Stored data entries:

_ _ _ _ _ _ _

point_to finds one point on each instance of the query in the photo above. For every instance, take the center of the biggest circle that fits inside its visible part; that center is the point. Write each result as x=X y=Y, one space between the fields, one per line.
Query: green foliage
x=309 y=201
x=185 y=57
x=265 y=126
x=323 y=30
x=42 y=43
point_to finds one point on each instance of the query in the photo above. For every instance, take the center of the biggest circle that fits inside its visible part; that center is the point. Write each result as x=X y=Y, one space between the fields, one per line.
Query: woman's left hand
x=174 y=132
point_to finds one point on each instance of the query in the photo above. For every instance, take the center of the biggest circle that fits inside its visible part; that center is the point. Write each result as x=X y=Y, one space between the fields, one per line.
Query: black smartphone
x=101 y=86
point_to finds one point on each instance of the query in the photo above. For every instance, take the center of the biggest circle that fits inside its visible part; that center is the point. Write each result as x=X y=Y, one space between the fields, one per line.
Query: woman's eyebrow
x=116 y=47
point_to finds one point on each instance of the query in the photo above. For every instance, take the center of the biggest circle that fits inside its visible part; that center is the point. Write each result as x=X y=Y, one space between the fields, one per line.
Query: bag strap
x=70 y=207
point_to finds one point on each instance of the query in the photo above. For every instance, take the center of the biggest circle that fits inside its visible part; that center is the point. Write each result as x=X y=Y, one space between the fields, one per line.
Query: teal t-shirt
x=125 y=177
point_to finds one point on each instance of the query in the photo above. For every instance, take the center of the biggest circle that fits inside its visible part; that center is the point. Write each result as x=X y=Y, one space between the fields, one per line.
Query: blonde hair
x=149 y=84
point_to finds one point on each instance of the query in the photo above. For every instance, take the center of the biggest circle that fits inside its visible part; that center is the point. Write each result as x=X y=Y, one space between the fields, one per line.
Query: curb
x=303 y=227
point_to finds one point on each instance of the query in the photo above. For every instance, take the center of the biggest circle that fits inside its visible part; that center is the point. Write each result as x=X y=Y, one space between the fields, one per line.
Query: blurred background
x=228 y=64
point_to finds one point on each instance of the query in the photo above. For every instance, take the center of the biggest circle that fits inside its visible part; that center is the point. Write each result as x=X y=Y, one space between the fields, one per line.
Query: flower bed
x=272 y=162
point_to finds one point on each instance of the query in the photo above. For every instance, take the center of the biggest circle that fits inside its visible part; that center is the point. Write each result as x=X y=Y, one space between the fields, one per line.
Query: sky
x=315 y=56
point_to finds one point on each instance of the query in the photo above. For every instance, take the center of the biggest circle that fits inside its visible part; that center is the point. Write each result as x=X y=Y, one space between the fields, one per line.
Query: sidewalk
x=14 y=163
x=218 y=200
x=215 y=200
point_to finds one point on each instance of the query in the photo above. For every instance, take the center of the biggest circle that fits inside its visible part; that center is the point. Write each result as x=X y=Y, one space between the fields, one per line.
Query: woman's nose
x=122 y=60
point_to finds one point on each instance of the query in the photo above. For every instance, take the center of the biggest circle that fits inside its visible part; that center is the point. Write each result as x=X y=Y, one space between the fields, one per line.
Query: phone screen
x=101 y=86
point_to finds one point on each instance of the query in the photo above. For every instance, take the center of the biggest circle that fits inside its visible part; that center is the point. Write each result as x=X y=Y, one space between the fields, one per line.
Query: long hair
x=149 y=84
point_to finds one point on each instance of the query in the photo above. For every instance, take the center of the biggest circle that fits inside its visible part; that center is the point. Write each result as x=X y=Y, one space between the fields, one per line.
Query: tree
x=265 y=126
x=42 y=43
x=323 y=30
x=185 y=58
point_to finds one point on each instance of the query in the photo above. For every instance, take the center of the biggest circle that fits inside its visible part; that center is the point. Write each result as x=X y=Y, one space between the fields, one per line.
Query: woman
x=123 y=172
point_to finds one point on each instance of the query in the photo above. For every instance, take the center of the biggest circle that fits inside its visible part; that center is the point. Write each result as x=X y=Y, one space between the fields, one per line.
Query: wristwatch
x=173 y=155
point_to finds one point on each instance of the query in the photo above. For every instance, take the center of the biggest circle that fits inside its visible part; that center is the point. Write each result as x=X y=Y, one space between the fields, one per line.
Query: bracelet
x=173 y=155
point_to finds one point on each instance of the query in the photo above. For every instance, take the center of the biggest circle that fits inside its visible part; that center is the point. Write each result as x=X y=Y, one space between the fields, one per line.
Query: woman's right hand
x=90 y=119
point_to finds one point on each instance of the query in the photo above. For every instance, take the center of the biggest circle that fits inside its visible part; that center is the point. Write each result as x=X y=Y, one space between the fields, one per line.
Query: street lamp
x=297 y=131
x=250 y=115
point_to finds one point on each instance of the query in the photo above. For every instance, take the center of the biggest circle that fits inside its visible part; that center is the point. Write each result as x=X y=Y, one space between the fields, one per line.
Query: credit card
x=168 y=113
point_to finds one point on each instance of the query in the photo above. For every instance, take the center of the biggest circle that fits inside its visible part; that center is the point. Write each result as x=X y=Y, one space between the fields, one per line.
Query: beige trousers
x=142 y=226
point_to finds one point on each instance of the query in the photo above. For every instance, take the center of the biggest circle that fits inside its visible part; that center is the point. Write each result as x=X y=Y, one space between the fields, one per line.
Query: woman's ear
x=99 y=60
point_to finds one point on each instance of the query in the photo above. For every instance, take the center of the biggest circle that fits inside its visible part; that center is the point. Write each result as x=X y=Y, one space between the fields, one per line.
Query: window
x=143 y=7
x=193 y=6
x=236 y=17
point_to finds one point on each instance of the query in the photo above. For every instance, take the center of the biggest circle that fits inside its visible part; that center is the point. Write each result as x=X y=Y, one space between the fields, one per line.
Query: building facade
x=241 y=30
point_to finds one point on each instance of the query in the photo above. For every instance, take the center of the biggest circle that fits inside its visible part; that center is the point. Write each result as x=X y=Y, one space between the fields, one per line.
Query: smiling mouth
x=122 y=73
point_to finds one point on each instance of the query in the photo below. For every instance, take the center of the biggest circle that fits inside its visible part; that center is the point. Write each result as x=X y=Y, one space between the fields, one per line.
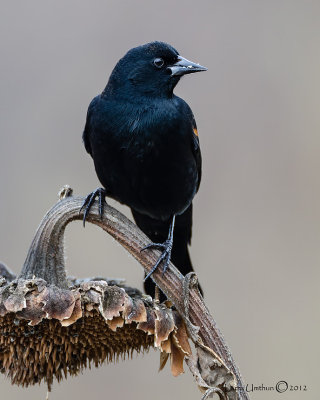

_ _ _ _ _ _ _

◆ **Task objective**:
Each of the records above needs to be transcribed exactly, apart from its pictures.

◆ **Task answer**:
point_to finds one point on each instance of the query in the photo above. For every instance, take the center of the biggest circle that fits inside its visible part; that center is the point. Write each result as x=X y=Y, one space between the fields, one per line.
Query: green foliage
x=309 y=201
x=185 y=57
x=265 y=126
x=323 y=30
x=42 y=43
point_to finds one point on each instance of the query in the photo above. For every instance, take the center of the biggest circle that fits inside its visible part; that center is the point. Write each result as x=X y=Y, one space between the fields, one per line.
Query: woman's left hand
x=174 y=132
point_to finds one point on each instance of the query in the photo above. For every instance, take the center of the biggest circle that fits inside its visible part; that center is the point. Write each result as x=X y=Y, one space between the fields, one per line.
Query: black smartphone
x=101 y=86
point_to finds one point on each instance of the query in the photo above. For every instance, take the center of the biggest circle that fits inside its visible part; that center is the point. Write each result as x=X y=Y, one space between the fields, one per line.
Query: woman's eyebrow
x=116 y=47
point_to finds one point on each instance of the query in the photo above. For every instance, take the center of the biggest circle that fits inside its visible part; that center is the point. Write each result as x=X y=Y, one space between the fields, one per line.
Query: bag strap
x=70 y=207
point_to finds one point on each instance of the query in the photo above. For every instance, take the center of the biggest circle that fits inside its visible part; that center is the point. Write each result as x=X y=Y, one space between the fields, one per line.
Query: teal t-shirt
x=125 y=177
point_to finds one point on each instance of the query in the photo above. For every instance, take the center of the biggest circle that fits inside its visible part; that center is the point. Write each result as x=X y=Y, one space between the fields, one per line.
Query: blonde hair
x=149 y=84
point_to finds one point on each instance of the query in the photo above. For every instance, take the center of the biggest circle that fits inside its visible part; that center is the point. Write each result as x=X y=Y, one space between the fields, one per line.
Query: curb
x=303 y=227
point_to finds one point on each instance of the query in the photo above. For every instance, take the center of the biggest circle that fits inside its visible part; that center is the point. Write each result as x=X y=Y, one space between the fields, one per line.
Query: blurred background
x=228 y=64
point_to finds one point on each instance of the query in the photo above. For every instance, take the center of the biggest circle that fits inside its visible part; that center is the point. Write each result as x=X y=Y, one space between the fields, one per line.
Query: flower bed
x=272 y=162
point_to finds one point on each instance of the query in the photo above. For every instance, take the center of the biggest circle that fits inside its visible part; that center is the point. Write each result as x=X y=Y, one space between the fields, one per line.
Query: sky
x=315 y=56
point_to finds one point on each instance of the query in the photo above. For every instance, take the center of the biggest circle that fits inside its visible part; that center is the point. Write each result as x=X y=Y, one space between the fields, one per line.
Query: sidewalk
x=14 y=163
x=218 y=200
x=215 y=200
point_to finds one point on each instance of the query in the photo above. For every instance, take the center of the biggest circle that fits inside its visible part; that center is the point. Write each result as x=X y=Y, one space between the fields, one per line.
Query: woman's nose
x=122 y=60
point_to finds one point on each instance of the query in the photo above. For every instance, take the center of the biggest circle that fits inside its visible part; that center is the point. Write each result as x=X y=Y, one space between the fields, one per line.
Query: phone screen
x=101 y=86
point_to finds one point on each instance of the query in the photo above. For every instance, take the center of the biggest circle that fits inside its visible part; that center is the point. Write each result as x=X y=Y, one space between the fields, one per line.
Query: long hair
x=149 y=84
point_to finds one point on each instance of the query in the photo above. For every instance, take the center of the biggest circle that fits inside its visible part; that center is the point. Write each result as x=X y=Y, one space between the fields, one per line.
Query: tree
x=265 y=126
x=42 y=43
x=323 y=30
x=185 y=58
point_to finds one point on each instance of the query in the photo above. For every instance, take the center of the biggest circle that fits inside its visible part; that center is the point. Write each result as x=X y=Y, one space between the fields, one per line.
Query: woman
x=123 y=172
point_to finds one point on each instance of the query in the photo above. For every instance, take the center of the biggest circle that fits inside its visible part; that center is the point. Write each result as x=X y=Y, one space between the fields, one per line.
Query: wristwatch
x=173 y=155
point_to finds one point on each instance of the query in the photo above. For every instance, take the center of the biggest circle that fits inside its visible part; that center is the point. Write each result as x=X y=Y, one space between the fields, one per line.
Query: bracelet
x=173 y=155
point_to finds one point on each instance of the query in the photo above. For every instance, take the center of the biggest circle that fits inside its visible part; that center is the point. Write each result as x=X y=Y, one space between the fields, one per line.
Query: woman's right hand
x=90 y=119
point_to finds one point on each instance of the query in the photo above. For every instance, take the center of the biggest circle that fits inside its visible part; that center is the point. Write each result as x=X y=Y, one space between the fields, one per line.
Query: street lamp
x=297 y=131
x=250 y=115
point_to finds one point on each instance of the query in the photo above. For every instance, take the center of the biggest circle that fits inside its visible part; that center is the point. Write each result as x=X y=Y, one space between the fields, one per line.
Query: credit card
x=168 y=113
point_to finds one point on each instance of the query in the photo above. For every instance, take the center of the biggest circle that fits inside its visible part; that center is the point. Write each result as x=X y=Y, one space between the fields, one per line.
Query: beige trousers
x=142 y=226
point_to finds one point on each instance of the query in the photo above. For every instance, take the center of the biggest circle that fits inside its visible part; that center is the point. Write each result as x=X y=Y, one space between the fields, one per line.
Query: woman's ear
x=99 y=60
point_to finds one point on each instance of the query in the photo above. For every instance, take the center of the biggest circle that fits inside its visible part; that center is the point. Write each result as x=X y=Y, one space between the fields, one per line.
Query: window
x=143 y=7
x=193 y=6
x=236 y=17
point_to finds one point on each instance of the query in the photo above. For every instance, take the center of the biggest circle that fits inside its visible part; that center is the point. Write each result as x=X y=Y, one space between the fields, one per line.
Query: building facade
x=241 y=30
point_to finds one point on each instance of the query in the photo above. For every instance, take the center of the biggest circle that fits inside its visible part; that center is the point. Write each result as x=X y=Y, one space between the fields, one per line.
Query: smiling mouth
x=122 y=73
point_to finds one point on each instance of the query in the photo below. For every instance, take the center of the biggest circle that fits inside its visible part; that center is the point. Write each result as x=X y=Y, one space between the fields, one per line.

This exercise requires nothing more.